Segment Start: DATA PROVIDED

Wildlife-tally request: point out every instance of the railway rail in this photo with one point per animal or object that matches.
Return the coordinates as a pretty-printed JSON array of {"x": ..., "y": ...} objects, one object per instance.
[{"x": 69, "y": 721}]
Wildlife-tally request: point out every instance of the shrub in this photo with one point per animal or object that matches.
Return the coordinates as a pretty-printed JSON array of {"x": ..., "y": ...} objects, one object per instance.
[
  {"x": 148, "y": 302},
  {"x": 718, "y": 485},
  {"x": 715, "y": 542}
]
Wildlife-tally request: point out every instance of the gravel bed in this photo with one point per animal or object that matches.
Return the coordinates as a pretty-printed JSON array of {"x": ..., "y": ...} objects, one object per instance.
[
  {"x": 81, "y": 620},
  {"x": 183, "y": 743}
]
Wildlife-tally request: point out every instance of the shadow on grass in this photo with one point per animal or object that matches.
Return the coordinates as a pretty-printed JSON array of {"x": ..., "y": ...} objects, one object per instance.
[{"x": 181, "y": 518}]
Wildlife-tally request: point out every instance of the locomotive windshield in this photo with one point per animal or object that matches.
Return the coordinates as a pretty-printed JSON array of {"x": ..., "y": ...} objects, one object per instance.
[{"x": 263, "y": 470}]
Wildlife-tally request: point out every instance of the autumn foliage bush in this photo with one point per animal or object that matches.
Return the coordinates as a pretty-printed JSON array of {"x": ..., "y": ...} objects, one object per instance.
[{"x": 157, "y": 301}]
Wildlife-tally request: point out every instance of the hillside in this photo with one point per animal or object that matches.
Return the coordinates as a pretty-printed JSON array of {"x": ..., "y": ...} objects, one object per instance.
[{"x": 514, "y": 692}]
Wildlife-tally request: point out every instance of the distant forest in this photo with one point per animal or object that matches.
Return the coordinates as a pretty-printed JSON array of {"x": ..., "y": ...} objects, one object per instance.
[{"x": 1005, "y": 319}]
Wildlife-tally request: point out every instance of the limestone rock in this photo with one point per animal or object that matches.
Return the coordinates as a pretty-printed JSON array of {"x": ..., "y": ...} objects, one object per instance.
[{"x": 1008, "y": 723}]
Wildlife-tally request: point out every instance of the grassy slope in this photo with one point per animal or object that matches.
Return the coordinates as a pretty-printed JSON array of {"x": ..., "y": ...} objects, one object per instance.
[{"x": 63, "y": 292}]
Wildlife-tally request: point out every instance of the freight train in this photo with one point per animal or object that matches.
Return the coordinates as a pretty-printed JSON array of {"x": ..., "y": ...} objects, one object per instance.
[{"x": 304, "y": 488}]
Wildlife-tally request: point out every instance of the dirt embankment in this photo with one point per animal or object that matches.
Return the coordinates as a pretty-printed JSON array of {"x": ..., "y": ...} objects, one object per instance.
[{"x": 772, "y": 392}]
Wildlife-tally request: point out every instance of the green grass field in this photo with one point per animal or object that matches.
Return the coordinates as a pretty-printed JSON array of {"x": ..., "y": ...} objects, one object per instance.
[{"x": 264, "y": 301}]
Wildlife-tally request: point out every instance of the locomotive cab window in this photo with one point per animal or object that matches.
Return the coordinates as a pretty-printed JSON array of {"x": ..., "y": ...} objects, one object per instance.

Segment End: DATA PROVIDED

YOUR INSTRUCTIONS: Your task is to reproduce exactly the lines that begin at the line containing "Wildlife-tally request: point out every instance of the freight" and end at the final line of the data above.

WRITTEN RESPONSE:
Wildlife-tally request: point out every instance of the freight train in this photo with one point per animal or object that matches.
Return the coordinates as a pretty-printed JSON array of {"x": ..., "y": ...} objects, one object per instance.
[{"x": 304, "y": 488}]
Wildlife-tally request: point out every instance of the dirt embankment in this photo with one point per animal or object that matches.
Return the coordinates as a pretty-printed JSON array of {"x": ..., "y": ...} objects, one object per instance.
[{"x": 772, "y": 392}]
Wildlife-tally request: point out every instance of the green grass field in this photo with one point per animal or object that matches.
Return the coordinates as a pretty-printed JSON array of {"x": ..., "y": ...} objects, one object per instance.
[{"x": 264, "y": 301}]
Wildlife-tally request: point out every instance of the locomotive cab window in this photo with one point per animal or object that matches.
Return the coordinates as a pretty-printed JSON array of {"x": ..., "y": ...} objects, one object per instance.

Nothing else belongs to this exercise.